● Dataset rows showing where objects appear
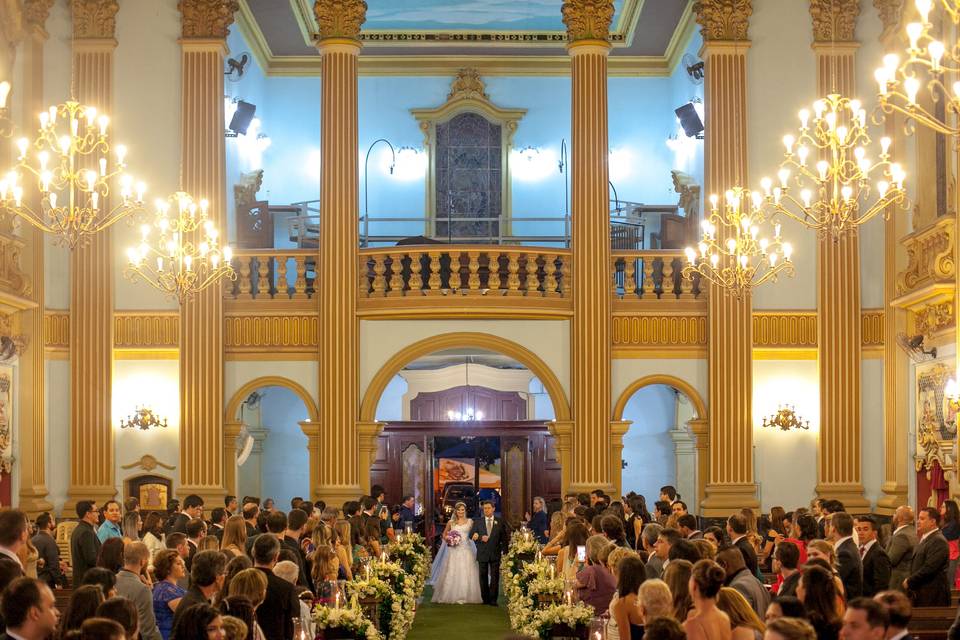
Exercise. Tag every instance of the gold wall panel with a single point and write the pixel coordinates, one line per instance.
(146, 330)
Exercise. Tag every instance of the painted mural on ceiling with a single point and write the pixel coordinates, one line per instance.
(468, 15)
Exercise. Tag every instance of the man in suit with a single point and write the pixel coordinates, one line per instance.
(840, 529)
(206, 580)
(737, 530)
(84, 544)
(51, 571)
(901, 546)
(687, 524)
(927, 583)
(899, 613)
(491, 535)
(30, 610)
(876, 563)
(277, 611)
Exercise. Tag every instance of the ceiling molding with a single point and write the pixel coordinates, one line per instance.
(487, 65)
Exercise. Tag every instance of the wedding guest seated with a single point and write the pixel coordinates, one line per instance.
(818, 593)
(29, 610)
(625, 622)
(124, 613)
(784, 607)
(744, 622)
(595, 583)
(706, 621)
(677, 578)
(789, 629)
(899, 613)
(739, 577)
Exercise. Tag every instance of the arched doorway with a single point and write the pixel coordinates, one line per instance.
(266, 451)
(467, 423)
(666, 441)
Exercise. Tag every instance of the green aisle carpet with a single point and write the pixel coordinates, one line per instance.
(460, 621)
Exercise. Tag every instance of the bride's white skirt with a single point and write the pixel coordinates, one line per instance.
(456, 575)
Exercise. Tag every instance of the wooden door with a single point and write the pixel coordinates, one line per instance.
(515, 478)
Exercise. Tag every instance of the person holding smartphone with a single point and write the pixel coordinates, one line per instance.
(573, 554)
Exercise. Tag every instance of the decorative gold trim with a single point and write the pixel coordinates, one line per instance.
(147, 463)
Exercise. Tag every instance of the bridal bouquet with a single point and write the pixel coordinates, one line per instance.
(453, 538)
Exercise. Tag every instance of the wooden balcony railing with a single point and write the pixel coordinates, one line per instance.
(652, 275)
(281, 274)
(468, 270)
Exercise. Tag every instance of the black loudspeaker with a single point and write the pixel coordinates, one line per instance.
(242, 117)
(689, 120)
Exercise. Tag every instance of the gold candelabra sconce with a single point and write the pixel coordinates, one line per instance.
(144, 418)
(786, 419)
(6, 121)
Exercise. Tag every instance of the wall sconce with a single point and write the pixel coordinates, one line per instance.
(143, 418)
(786, 419)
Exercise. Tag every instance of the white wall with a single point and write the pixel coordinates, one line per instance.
(647, 446)
(154, 384)
(285, 460)
(785, 462)
(381, 339)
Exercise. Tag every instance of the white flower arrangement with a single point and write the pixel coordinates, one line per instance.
(346, 618)
(543, 620)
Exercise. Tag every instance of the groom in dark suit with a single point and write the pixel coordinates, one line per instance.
(491, 535)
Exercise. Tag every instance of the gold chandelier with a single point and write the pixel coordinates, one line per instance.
(6, 122)
(786, 419)
(833, 194)
(143, 418)
(731, 253)
(73, 174)
(187, 256)
(928, 62)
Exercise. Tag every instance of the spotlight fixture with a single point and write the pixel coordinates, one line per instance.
(143, 418)
(786, 419)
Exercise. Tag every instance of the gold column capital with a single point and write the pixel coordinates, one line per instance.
(588, 19)
(340, 19)
(94, 19)
(206, 19)
(723, 19)
(891, 16)
(834, 20)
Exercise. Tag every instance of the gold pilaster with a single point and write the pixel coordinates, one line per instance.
(204, 28)
(588, 23)
(339, 360)
(730, 482)
(32, 389)
(839, 468)
(91, 291)
(896, 366)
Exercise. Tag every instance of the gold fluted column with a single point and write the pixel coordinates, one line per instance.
(32, 388)
(339, 350)
(91, 270)
(730, 484)
(896, 365)
(839, 468)
(588, 25)
(204, 29)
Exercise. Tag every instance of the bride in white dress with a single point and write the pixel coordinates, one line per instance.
(456, 575)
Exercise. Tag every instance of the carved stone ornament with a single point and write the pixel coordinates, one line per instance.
(340, 18)
(94, 19)
(891, 16)
(206, 18)
(468, 84)
(723, 19)
(834, 20)
(588, 19)
(36, 12)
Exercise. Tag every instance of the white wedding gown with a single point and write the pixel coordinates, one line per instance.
(456, 575)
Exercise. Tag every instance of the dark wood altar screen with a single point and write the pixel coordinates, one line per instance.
(530, 467)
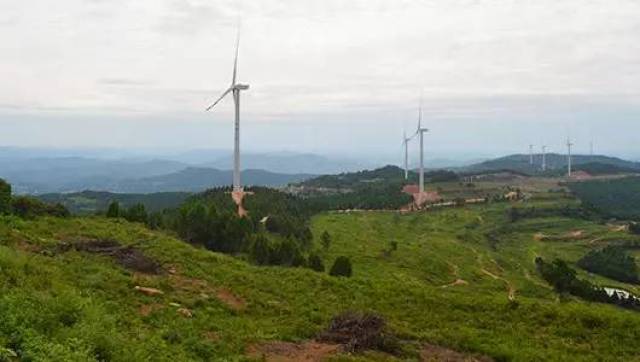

● Your goal
Reproduce every line of the data from the line containing "Exercise. Tag every instance of the white wedding" through the end, inclusive and requests included, shifting each pixel coordinate in the answers by -128. Leave the pictures out.

● Task answer
Exercise. Tag every instance of the white wedding gown with a single point and write the pixel coordinates, one line per instance.
(328, 447)
Exercise. Tag every instance of the dark wood altar screen with a single point and write the pixel coordinates, one line per instance.
(402, 339)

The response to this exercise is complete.